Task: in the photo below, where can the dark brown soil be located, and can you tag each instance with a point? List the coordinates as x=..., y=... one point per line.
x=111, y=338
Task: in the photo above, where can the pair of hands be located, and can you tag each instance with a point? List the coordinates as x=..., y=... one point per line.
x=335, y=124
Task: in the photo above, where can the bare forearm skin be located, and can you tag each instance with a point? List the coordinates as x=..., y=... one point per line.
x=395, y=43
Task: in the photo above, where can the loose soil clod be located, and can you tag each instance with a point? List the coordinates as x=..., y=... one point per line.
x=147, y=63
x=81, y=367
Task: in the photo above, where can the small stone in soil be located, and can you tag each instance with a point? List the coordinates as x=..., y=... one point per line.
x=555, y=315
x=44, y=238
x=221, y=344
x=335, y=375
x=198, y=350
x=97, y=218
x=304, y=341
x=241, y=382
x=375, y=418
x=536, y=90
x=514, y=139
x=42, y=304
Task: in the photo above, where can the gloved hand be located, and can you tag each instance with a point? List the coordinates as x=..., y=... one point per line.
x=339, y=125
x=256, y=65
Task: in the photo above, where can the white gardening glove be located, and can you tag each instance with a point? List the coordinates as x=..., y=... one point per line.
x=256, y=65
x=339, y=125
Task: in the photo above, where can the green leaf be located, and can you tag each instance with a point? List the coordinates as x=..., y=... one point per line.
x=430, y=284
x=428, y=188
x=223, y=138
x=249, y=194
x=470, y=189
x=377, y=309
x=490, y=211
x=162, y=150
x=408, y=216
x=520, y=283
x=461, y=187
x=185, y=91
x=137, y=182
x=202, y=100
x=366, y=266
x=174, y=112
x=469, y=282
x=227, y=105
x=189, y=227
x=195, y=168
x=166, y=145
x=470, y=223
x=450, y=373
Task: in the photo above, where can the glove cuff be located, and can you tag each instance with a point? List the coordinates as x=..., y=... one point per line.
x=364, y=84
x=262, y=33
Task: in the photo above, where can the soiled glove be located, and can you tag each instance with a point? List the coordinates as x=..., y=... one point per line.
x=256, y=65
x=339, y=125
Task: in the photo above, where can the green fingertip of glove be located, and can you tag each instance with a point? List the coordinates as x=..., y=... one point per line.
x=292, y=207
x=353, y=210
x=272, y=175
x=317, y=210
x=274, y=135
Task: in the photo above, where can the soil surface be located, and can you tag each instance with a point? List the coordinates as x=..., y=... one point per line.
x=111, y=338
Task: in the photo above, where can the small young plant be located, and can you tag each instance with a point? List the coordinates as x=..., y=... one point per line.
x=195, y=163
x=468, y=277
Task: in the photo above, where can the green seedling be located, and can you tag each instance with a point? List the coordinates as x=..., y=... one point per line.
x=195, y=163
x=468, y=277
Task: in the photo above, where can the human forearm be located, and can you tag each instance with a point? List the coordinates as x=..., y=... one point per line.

-- Exercise prompt --
Rewrite all of the material above, changing each "instance" to "occurrence" and keeping everything else identical.

-- Exercise response --
Task: in the photo below, where can the dark brown soil be located, and can you tag each occurrence with a point? List the coordinates as x=..., y=... one point per line.
x=111, y=338
Task: in the photo above, where can the pair of hands be located, and can you tag each occurrence with a point? List the coordinates as x=..., y=... one point per line.
x=335, y=124
Task: in the photo above, where can the bare forearm skin be located, and can you tag each occurrence with a point? List the coordinates as x=..., y=... one point per line.
x=395, y=43
Task: in the photo above, where can the loose soil clod be located, and can you tag each occurrence with a point? List the coordinates as x=..., y=... one point per line.
x=147, y=63
x=81, y=367
Task: in the photo above, where can the small stone in soil be located, and can you tag each occurrence with a point? List the coordinates as x=..., y=... one point per line.
x=555, y=315
x=44, y=238
x=221, y=344
x=335, y=375
x=198, y=350
x=97, y=218
x=304, y=341
x=241, y=382
x=375, y=418
x=536, y=90
x=514, y=139
x=42, y=304
Task: in the photo above, where can the gloved hand be located, and can you tag each occurrence with a point? List the coordinates as x=..., y=... one point per line.
x=339, y=125
x=256, y=65
Task: in the photo above, where can the white gardening glove be located, and can you tag each occurrence with a point? List the coordinates as x=..., y=... one point per line.
x=256, y=65
x=339, y=125
Task: in the photo above, where can the green leaf be located, and can you tag each occurrence with a point? List the coordinates as x=..., y=... one point per line.
x=430, y=284
x=428, y=188
x=223, y=138
x=249, y=194
x=470, y=189
x=377, y=309
x=490, y=211
x=162, y=150
x=408, y=216
x=520, y=283
x=461, y=187
x=185, y=91
x=137, y=182
x=202, y=100
x=366, y=266
x=174, y=112
x=469, y=282
x=227, y=105
x=189, y=227
x=195, y=168
x=166, y=145
x=470, y=223
x=450, y=373
Task: in the photo above, where can the glove cuff be located, and can you tag each occurrence with a point? List the coordinates as x=..., y=... one point per line.
x=364, y=84
x=262, y=33
Task: in the photo above, where can the soiled glove be located, and can you tag each occurrence with a point? List the coordinates as x=..., y=... one point per line.
x=256, y=65
x=339, y=125
Task: in the photo above, where can the green fingertip of glove be located, and can you tag each occurrence with a point? List the coordinates as x=..., y=... one point per line.
x=292, y=207
x=353, y=210
x=272, y=175
x=317, y=210
x=274, y=135
Task: in the photo above, where can the soil surface be located, and can you tag each occurrence with a point? List the coordinates as x=..., y=... one point per line.
x=111, y=338
Task: in the photo above, where can the small young plant be located, and can you tag each occurrence with a point? List the coordinates as x=..., y=... one point per line.
x=195, y=163
x=468, y=277
Task: in the photo above, where can the green seedling be located, and can you tag each occurrence with a point? List the coordinates as x=..., y=... one point per line.
x=195, y=163
x=468, y=277
Task: in the photo above, where can the human forearm be located, and can you tag each occurrence with a point? List the coordinates as x=..., y=... one point per line.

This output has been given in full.